• _WRITTEN EXERCISE_
Pictures should be excluded; otherwise, copy every entry exactly.

• _DATA ENTRIES_

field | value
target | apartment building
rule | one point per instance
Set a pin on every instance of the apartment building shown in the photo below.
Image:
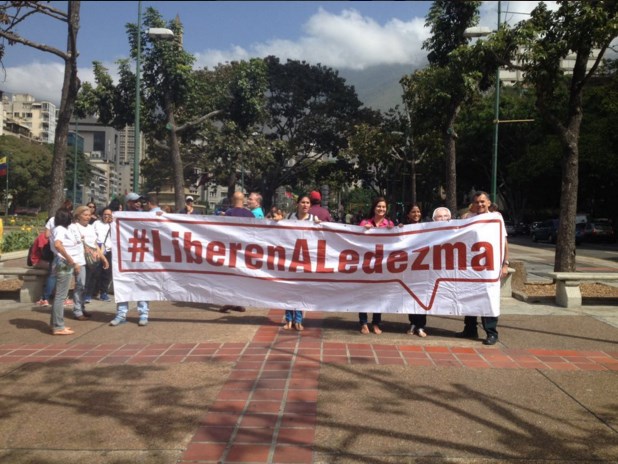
(39, 117)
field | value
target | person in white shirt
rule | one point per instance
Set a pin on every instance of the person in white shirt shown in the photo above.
(103, 229)
(69, 261)
(85, 231)
(50, 284)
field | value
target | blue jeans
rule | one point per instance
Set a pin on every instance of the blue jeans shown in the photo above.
(50, 284)
(376, 318)
(294, 315)
(123, 308)
(78, 292)
(62, 279)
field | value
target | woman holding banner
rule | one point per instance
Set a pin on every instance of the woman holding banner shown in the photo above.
(377, 219)
(417, 321)
(294, 317)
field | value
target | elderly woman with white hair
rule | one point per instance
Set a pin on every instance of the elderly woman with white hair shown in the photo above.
(419, 321)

• _WRITTEN SOLUTION_
field | value
target | apartment building
rule | one point per instance
Set a pin on every instance of the apartment building shown in the photo below.
Image:
(39, 117)
field | value
target | person in white shirt
rule | one point per instance
Set a pin on every instance of the person in white shirt shown in the photo above.
(103, 229)
(69, 261)
(85, 231)
(50, 284)
field | value
target | blue jeans
rule | one point per instance
Set a pin on every instance of the blue jeans shown in the photo above.
(50, 284)
(376, 318)
(294, 315)
(123, 308)
(78, 292)
(62, 279)
field | value
target | woman holding banner
rule | one point per instance
Set a pin on every instance of the woman holding banner shown in the photo above.
(377, 219)
(417, 321)
(294, 317)
field | value
target | elderly woman with white hair
rule | one point per instance
Set a pin on every instance of the elderly woman with white hair shown in the photo above.
(419, 321)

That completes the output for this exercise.